Ils rassemblèrent leurs maigres biens et prirent la fuite, hommes, femmes, enfants, vaches et moutons, escortés par des guerriers armés venus de Minembwe pour les libérer. D’une manière ou d’une autre, cette fuite et la mort de son père s’étaient enchevêtrées dans sa mémoire d’enfant ; il grandirait dans l’amère conviction que son père avait été tué par des rebelles bembe.
Selon ses oncles, il voyagea sur le dos de sa mère, mais dans son souvenir, il marchait déjà, car lors d’un arrêt il s’était éloigné du sentier. Au moment où la caravane s’apprêtait à repartir, sa mère avait constaté sa disparition. Affolée, elle s’était mise à sa recherche et l’avait retrouvé, jouant sans malice dans une bananeraie. Ce fut la première fois qu’il vit pleurer sa mère.

__CONTENU DES DONNÉES__.
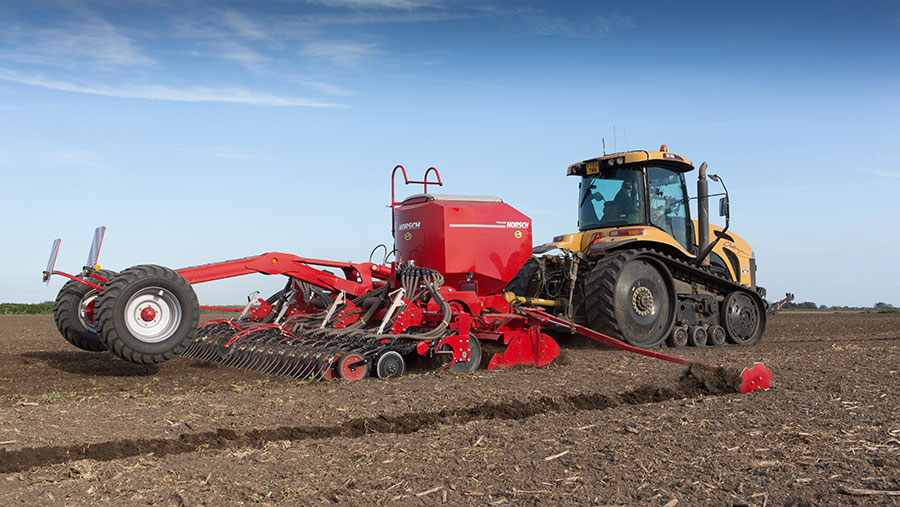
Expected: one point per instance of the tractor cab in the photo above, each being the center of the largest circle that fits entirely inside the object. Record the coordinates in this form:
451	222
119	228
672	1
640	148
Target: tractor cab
637	188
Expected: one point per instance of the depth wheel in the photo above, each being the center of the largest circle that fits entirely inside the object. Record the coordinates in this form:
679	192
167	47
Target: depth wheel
353	366
390	365
630	297
474	358
148	314
74	313
743	318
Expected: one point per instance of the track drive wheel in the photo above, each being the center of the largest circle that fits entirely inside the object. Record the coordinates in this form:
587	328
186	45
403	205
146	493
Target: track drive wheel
74	312
743	318
630	297
148	314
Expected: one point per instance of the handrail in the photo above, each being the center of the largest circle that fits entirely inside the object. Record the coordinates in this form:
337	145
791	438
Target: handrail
406	181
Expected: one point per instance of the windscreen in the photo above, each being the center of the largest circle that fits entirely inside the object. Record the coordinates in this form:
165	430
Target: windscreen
610	198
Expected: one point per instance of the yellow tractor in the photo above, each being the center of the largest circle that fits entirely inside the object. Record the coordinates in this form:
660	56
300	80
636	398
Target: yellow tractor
640	269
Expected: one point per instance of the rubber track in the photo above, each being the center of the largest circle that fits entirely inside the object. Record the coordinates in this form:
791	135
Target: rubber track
601	286
689	386
605	284
106	310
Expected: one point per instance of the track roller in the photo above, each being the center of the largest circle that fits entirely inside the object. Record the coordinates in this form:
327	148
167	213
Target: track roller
697	336
678	338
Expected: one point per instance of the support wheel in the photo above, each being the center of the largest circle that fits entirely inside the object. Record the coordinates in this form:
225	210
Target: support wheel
716	336
390	365
148	314
630	296
697	336
353	366
678	338
74	313
743	318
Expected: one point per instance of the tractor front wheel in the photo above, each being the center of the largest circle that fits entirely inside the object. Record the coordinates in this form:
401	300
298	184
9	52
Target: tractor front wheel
631	297
148	314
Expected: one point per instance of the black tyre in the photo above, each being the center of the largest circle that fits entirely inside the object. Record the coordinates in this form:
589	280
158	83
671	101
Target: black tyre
148	314
743	318
74	313
630	297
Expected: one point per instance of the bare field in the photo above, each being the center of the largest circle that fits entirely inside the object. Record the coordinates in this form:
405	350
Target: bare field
599	426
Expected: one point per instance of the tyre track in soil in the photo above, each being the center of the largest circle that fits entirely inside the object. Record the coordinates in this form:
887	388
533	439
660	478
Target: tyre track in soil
695	382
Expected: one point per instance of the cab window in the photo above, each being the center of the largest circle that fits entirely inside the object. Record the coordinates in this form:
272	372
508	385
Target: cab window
668	204
611	198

__SÉRIE DE CONSIGNES__.
(1) Les affirmations suivantes concordent-elles avec le récit de la fuite ? Répondez par oui ou par non à chacune et citez les mots du texte qui tranchent.
(a) Les guerriers qui escortaient les fugitifs venaient de Minembwe.
(b) Sa mère l'a retrouvé au bord d'une rivière.
(c) D'après ses oncles, il fit le voyage sur le dos de sa mère.
(2) Poursuivez le récit de la fuite après sa dernière phrase.

__CORRIGÉ DE L'EXERCICE__.
(1)
(a) Oui : « escortés par des guerriers armés venus de Minembwe pour les libérer ».
(b) Non : « l’avait retrouvé, jouant sans malice dans une bananeraie ».
(c) Oui : « Selon ses oncles, il voyagea sur le dos de sa mère ».

(2)
Ils marchèrent pendant sept jours. Tantôt dans un paysage ouvert de pâturages vallonnés, tantôt en forêt, grimpant péniblement entre des arbres aux longues barbes clairsemées de lichen et des ruisseaux impétueux aux pierres vertes et glissantes. Parfois ils étaient attaqués. A la fin de leur périple, ils avaient perdu dix des leurs, ainsi que plusieurs vaches qui s’étaient échappées lors des affrontements avec les rebelles.

A Minembwe, des camions de l’armée gouvernementale sillonnaient les collines. Le président Mobutu, qui avait pris le pouvoir six ans auparavant, en 1965, avait beaucoup de mal à s’imposer dans ce recoin à l’Est du pays. Les plateaux étaient taillés pour les rebelles : peu peuplés, pas de routes ou presque, et à proximité immédiate du Burundi, du Rwanda et de la Tanzanie.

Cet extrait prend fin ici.